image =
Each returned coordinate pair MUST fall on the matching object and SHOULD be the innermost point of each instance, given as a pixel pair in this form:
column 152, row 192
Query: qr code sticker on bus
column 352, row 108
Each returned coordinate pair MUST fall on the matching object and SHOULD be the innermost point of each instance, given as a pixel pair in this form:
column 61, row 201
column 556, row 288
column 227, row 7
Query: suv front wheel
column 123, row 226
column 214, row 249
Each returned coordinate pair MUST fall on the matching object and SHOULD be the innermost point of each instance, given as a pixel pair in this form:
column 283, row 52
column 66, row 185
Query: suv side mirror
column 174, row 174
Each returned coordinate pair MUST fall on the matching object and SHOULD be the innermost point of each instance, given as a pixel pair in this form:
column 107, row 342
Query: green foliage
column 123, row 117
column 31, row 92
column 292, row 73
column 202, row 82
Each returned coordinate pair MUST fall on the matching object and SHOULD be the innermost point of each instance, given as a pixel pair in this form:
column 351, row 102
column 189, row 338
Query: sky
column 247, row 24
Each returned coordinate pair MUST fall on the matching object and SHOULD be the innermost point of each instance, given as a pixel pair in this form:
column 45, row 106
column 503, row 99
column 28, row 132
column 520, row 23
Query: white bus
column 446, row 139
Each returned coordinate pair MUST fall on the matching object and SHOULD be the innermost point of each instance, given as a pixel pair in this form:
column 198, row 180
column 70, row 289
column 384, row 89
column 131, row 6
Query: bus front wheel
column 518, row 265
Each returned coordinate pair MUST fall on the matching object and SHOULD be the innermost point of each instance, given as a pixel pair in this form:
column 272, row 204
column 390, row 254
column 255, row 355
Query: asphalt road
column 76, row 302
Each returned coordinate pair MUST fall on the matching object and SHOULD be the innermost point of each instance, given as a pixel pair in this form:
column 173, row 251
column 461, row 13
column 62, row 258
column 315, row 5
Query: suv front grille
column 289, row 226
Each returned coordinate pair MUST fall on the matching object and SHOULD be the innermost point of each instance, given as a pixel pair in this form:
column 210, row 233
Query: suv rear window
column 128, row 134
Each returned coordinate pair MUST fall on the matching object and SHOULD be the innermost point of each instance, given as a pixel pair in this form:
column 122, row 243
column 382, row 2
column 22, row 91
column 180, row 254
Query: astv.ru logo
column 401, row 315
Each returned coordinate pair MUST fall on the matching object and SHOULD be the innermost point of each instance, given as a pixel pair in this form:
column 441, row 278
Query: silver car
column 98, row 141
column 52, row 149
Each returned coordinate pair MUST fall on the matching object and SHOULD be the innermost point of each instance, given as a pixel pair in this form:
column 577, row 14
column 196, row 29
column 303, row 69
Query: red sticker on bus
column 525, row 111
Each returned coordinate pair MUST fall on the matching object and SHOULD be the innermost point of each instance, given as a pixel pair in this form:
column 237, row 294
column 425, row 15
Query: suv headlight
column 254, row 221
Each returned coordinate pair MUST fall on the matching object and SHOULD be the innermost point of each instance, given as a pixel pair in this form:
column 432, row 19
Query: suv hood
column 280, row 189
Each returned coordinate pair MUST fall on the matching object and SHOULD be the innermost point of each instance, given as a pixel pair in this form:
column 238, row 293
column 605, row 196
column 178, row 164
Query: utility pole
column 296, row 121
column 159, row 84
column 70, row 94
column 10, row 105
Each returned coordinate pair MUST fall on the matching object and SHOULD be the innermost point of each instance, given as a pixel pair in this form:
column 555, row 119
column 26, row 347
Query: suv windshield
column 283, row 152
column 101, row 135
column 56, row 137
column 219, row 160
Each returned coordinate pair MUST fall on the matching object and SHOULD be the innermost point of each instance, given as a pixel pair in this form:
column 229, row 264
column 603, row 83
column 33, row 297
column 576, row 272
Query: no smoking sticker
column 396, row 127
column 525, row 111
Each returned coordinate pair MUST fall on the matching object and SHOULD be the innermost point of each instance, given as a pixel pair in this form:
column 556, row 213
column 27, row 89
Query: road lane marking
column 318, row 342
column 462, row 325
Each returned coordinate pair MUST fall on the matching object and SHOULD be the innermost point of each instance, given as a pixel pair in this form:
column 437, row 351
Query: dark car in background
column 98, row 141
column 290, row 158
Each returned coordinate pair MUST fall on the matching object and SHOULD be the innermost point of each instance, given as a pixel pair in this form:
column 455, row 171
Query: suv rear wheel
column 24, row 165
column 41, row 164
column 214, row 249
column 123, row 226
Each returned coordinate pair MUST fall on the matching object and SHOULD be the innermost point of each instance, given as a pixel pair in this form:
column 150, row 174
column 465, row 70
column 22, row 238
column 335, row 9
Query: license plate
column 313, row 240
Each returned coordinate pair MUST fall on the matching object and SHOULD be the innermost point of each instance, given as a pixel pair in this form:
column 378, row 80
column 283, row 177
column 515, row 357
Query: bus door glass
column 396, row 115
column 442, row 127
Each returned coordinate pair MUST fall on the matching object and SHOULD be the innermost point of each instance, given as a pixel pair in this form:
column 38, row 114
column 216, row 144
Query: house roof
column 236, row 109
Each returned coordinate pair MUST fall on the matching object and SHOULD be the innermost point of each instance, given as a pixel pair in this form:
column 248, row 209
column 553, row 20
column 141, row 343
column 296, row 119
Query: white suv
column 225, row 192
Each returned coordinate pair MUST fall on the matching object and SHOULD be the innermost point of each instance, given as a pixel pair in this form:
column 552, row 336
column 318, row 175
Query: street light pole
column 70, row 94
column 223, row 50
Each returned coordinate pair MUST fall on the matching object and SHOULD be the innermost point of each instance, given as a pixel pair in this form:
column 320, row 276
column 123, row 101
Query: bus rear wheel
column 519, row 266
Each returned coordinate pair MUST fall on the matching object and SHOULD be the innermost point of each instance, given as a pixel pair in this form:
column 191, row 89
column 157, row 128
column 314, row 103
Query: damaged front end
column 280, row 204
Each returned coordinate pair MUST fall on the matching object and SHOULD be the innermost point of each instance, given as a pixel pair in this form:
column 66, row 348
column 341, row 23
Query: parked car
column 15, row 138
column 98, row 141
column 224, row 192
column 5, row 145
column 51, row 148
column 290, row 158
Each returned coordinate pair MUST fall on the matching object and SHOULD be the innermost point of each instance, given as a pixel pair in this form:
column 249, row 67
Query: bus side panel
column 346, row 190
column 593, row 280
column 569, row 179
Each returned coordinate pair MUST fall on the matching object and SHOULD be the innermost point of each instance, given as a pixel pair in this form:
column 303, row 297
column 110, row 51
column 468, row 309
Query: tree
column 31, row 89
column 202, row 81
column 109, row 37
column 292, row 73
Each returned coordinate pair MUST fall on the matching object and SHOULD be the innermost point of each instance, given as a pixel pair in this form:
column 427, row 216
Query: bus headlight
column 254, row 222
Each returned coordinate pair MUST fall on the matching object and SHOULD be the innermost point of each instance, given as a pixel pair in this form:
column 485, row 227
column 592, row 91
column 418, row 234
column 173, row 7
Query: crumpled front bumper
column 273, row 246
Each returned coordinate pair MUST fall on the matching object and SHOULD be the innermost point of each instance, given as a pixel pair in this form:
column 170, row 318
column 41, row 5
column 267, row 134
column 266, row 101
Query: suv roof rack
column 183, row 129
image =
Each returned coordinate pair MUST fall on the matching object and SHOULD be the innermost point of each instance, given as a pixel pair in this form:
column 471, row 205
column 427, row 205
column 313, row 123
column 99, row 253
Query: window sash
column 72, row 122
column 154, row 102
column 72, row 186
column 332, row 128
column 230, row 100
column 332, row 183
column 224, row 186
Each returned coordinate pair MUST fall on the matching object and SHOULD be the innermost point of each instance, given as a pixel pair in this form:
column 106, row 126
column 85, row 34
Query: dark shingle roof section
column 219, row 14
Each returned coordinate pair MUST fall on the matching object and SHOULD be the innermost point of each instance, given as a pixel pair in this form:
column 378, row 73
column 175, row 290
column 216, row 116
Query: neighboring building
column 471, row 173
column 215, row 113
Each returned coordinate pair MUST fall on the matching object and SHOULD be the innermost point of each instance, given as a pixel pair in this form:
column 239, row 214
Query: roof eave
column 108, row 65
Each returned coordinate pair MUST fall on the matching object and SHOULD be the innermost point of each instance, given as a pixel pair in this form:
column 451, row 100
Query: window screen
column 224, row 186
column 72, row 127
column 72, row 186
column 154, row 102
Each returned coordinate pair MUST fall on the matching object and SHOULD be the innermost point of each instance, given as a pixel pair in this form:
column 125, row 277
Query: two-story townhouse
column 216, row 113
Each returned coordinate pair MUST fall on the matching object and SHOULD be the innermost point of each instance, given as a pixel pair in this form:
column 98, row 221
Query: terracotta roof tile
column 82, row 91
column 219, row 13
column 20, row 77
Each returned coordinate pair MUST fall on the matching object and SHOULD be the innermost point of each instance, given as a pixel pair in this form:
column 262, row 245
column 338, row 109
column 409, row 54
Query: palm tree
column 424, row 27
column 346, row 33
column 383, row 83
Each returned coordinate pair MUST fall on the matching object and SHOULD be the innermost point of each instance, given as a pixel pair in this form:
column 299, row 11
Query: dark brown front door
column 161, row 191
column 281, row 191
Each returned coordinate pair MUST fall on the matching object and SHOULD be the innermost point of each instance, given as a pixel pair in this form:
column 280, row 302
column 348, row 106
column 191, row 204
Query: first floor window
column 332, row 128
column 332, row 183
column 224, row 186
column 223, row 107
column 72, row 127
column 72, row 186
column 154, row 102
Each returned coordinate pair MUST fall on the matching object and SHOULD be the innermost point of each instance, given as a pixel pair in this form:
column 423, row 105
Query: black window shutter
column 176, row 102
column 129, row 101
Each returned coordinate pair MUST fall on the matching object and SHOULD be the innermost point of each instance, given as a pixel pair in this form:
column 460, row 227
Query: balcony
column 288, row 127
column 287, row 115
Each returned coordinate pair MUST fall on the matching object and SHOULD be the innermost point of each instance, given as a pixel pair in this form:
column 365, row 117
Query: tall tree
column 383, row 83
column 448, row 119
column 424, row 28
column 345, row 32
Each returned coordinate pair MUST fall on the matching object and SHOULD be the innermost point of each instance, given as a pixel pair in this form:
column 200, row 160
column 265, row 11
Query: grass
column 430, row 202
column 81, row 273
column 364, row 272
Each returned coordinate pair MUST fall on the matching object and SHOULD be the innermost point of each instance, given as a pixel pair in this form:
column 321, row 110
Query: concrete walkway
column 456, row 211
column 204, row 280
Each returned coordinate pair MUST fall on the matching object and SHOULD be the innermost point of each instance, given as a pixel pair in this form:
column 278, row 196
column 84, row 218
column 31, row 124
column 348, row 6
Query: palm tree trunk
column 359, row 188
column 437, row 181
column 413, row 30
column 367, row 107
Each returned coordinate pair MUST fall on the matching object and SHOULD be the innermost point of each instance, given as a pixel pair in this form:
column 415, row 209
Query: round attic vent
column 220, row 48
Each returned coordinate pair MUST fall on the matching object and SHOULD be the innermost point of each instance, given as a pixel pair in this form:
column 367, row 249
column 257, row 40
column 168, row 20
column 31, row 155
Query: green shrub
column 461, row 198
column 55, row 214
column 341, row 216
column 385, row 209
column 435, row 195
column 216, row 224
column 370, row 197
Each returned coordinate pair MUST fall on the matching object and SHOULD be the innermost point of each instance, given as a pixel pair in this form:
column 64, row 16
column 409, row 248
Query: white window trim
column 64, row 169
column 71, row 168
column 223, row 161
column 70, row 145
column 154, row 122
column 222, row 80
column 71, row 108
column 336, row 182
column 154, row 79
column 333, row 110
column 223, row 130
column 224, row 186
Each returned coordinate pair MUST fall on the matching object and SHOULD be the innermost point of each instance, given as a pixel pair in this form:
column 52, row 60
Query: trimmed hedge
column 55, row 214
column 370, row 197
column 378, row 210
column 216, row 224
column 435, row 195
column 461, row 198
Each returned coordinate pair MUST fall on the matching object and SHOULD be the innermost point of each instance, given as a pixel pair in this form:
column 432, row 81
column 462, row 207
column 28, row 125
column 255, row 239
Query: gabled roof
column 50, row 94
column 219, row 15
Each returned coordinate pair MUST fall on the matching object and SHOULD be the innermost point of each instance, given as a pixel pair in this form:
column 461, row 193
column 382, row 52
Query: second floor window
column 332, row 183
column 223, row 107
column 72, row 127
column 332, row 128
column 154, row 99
# # #
_Required work_
From the material above, copy exactly the lines between the line holding "column 378, row 73" and the line holding "column 451, row 100", inclusive, and only those.

_Result_
column 378, row 73
column 175, row 290
column 216, row 116
Query: neighboring building
column 471, row 173
column 215, row 113
Each returned coordinate pair MUST fall on the matching object and SHOULD be the innermost point of each instance, given as a pixel pair in this form:
column 239, row 214
Query: roof eave
column 108, row 65
Each returned coordinate pair MUST fall on the matching object and SHOULD be the innermost point of each instance, given as a pixel pair in this form:
column 451, row 100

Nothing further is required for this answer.